GIVEN PROBLEM | Write out exactly the lines from the one with "of the shoreline" through the last line. Pictures stay out.

● ● ● ● ●

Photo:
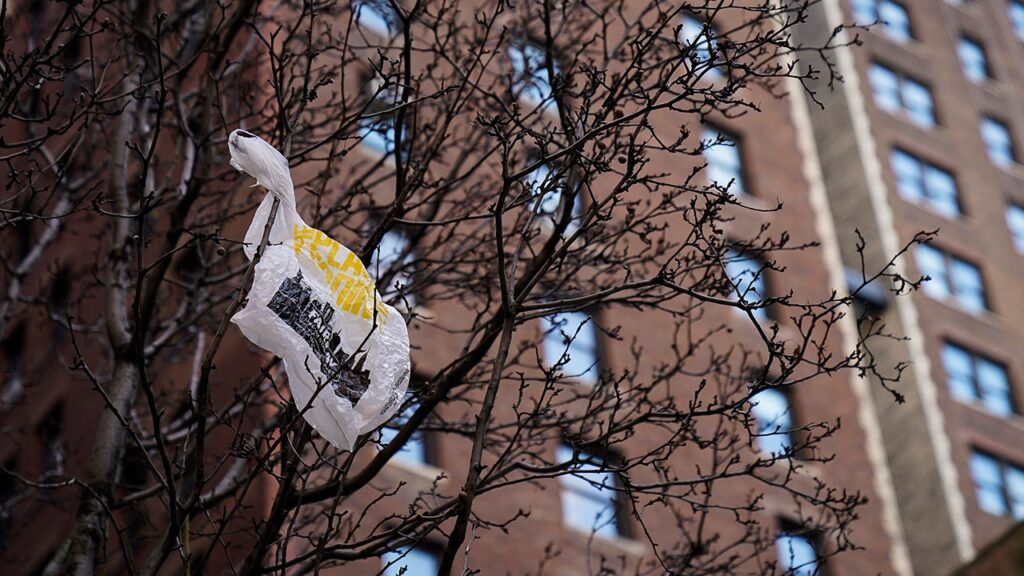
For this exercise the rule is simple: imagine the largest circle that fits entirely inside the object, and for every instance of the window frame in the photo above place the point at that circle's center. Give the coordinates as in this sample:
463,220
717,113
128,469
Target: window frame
795,530
381,123
875,7
735,252
928,197
520,86
1015,223
378,22
1006,469
966,41
1015,13
1004,127
739,183
616,503
949,261
978,391
903,84
705,41
393,567
590,377
783,433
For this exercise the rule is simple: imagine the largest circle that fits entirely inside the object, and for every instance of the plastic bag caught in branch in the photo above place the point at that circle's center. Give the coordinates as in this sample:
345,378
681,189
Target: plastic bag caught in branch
314,304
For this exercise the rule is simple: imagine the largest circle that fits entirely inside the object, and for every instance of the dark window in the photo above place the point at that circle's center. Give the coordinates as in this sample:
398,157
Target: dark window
747,275
973,60
724,160
590,495
530,82
772,411
897,93
418,449
701,41
998,485
570,344
799,550
893,15
974,378
951,278
410,561
51,433
924,182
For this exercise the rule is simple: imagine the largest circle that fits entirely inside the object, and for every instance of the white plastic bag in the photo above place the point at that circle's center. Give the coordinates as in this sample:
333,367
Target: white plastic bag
313,303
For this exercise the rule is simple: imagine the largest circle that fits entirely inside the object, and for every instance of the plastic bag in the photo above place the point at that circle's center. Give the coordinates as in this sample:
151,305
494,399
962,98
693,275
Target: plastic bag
314,304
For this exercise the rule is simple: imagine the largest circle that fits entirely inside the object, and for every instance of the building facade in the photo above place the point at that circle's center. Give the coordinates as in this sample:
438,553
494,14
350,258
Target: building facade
923,134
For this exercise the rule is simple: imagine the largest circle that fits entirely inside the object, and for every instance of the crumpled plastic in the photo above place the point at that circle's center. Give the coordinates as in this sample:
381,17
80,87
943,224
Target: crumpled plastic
313,303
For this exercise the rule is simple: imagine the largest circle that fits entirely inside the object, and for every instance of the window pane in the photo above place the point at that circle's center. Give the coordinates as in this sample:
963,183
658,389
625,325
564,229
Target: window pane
994,387
415,561
588,499
723,160
530,75
415,449
570,341
997,140
897,23
885,86
771,409
967,285
1015,221
797,554
940,189
1015,489
960,372
693,33
1017,17
932,262
748,278
909,179
972,57
918,100
865,11
376,15
988,483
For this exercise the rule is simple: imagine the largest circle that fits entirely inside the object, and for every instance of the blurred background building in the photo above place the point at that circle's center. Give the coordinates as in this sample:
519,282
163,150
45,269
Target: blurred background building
923,133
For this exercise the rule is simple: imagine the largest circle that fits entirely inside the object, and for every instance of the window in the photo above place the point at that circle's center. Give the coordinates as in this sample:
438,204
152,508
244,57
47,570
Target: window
547,188
951,277
570,344
976,378
701,41
589,497
1015,221
415,450
393,256
413,561
748,278
926,183
376,15
51,432
8,491
999,487
973,59
13,355
377,128
1017,17
530,82
797,551
771,410
895,22
997,141
722,155
896,93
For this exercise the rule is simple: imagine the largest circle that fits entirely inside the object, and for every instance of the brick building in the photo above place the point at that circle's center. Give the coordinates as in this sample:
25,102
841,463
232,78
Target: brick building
922,135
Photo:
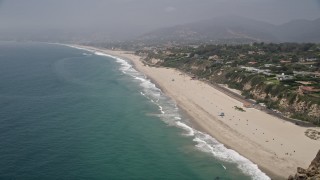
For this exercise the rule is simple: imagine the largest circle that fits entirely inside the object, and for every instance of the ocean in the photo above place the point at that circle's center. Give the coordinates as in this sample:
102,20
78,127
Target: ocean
68,113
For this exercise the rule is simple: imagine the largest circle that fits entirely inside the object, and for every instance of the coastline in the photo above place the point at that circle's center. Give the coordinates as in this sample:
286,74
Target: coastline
277,146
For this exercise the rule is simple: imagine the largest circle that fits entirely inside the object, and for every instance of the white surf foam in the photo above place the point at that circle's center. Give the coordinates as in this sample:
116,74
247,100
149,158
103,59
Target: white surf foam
171,115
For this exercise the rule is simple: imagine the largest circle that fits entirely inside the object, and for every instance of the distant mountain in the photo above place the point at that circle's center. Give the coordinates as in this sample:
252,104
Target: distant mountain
238,29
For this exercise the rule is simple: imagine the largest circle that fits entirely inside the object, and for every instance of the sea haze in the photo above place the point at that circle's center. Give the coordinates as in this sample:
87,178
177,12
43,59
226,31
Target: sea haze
67,113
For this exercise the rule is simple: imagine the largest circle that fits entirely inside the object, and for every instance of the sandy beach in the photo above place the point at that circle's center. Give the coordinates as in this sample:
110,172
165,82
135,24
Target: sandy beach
277,146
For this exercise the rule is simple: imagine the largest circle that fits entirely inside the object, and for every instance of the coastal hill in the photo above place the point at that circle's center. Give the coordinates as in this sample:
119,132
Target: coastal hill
281,77
233,29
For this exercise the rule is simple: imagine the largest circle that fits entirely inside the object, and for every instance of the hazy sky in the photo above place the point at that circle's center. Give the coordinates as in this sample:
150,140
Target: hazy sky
144,15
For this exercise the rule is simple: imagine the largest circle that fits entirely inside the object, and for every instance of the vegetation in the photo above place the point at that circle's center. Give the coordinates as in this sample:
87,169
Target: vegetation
270,73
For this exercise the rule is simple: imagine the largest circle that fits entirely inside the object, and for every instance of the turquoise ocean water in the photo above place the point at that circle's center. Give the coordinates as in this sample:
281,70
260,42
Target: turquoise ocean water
67,113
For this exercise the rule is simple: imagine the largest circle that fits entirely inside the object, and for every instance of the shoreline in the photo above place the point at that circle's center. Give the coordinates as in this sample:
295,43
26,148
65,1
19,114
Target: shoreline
272,159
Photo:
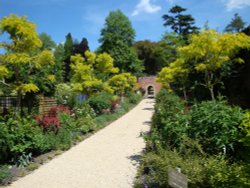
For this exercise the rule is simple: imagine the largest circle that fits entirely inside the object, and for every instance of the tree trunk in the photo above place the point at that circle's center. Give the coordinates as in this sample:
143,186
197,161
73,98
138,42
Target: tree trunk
211,89
185,93
19,101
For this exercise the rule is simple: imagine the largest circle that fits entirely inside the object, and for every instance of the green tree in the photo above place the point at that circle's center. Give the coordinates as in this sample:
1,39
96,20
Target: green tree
47,42
21,57
117,38
90,74
59,62
210,54
122,83
153,55
236,25
81,48
182,24
174,74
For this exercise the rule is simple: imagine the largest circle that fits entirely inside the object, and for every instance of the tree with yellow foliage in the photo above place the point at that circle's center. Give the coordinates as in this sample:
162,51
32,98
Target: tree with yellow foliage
208,53
91,73
174,73
21,58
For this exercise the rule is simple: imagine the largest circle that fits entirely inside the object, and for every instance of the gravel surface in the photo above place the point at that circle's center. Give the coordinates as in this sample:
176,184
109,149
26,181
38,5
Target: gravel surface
108,159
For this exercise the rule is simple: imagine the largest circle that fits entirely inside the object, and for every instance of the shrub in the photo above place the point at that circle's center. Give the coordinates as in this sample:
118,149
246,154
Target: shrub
49,120
216,125
18,136
100,102
213,171
64,94
169,123
5,174
245,129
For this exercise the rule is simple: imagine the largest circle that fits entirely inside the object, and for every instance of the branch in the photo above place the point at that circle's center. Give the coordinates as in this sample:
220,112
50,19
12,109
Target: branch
3,82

● ● ● ● ●

EXERCISE RESULT |
For this exercise the rule is simple: imagine the largest circle that fits entirely inside the object, and for every instance of the shoreline in the photo above place the point at that circle's center. Give the coordinates as in this sample:
295,43
26,148
65,1
19,114
Target: shoreline
272,159
Photo:
For this exercise the rule is simple: imagine the largest circle that fits entirely inside the object, and for every instance of the tree trunk in the photo above place the point at that circle's center. Give the coordinates as in this sample:
143,186
197,161
73,98
138,42
Target: tree trunk
211,89
185,93
19,101
For this exercise the rule is simple: imagine the largest circle that fits entirely inside the object, and for every instance of the green tree in the photo above place the point at that circle's center. Give the coordinates as in this sample:
1,39
96,20
Target: green tree
47,42
21,57
117,38
90,74
59,62
210,54
122,83
153,55
236,25
81,48
182,24
174,74
For this exercise the rule is simple: imagine the largest circle that fits entirely inside the object, and for every instance of the tree with yellow foliage in the photo above place the point at that circle's center. Give the coordinates as in this sample:
162,51
32,98
Target: tree with yellow foliage
208,53
91,73
174,73
21,58
For this exercise the rule is simple: imagine the largest circle that fits entirely inside the object, and for every instance of the gravel surface in the photo above place the point at that circle's center. Give the coordinates as in this sample:
176,184
109,149
26,181
38,5
Target: gravel surface
108,159
For this exercise the rule is simple: imagine the largest circle that fits entirely inside the object, and for every instance of the shrub in the photo above place the point at that circle's center. Give the coordinates as in this sample:
118,149
246,154
Target: shrub
49,120
216,125
18,136
100,102
213,171
64,94
169,123
5,174
245,129
For this exercise the rule is simple: imagine the largest circle that fits entirely inside the object, and for every instance of the branch in the photo above place the point at that circle's center. Give the coordinates as in this sample:
220,112
50,19
12,109
Target: branch
3,82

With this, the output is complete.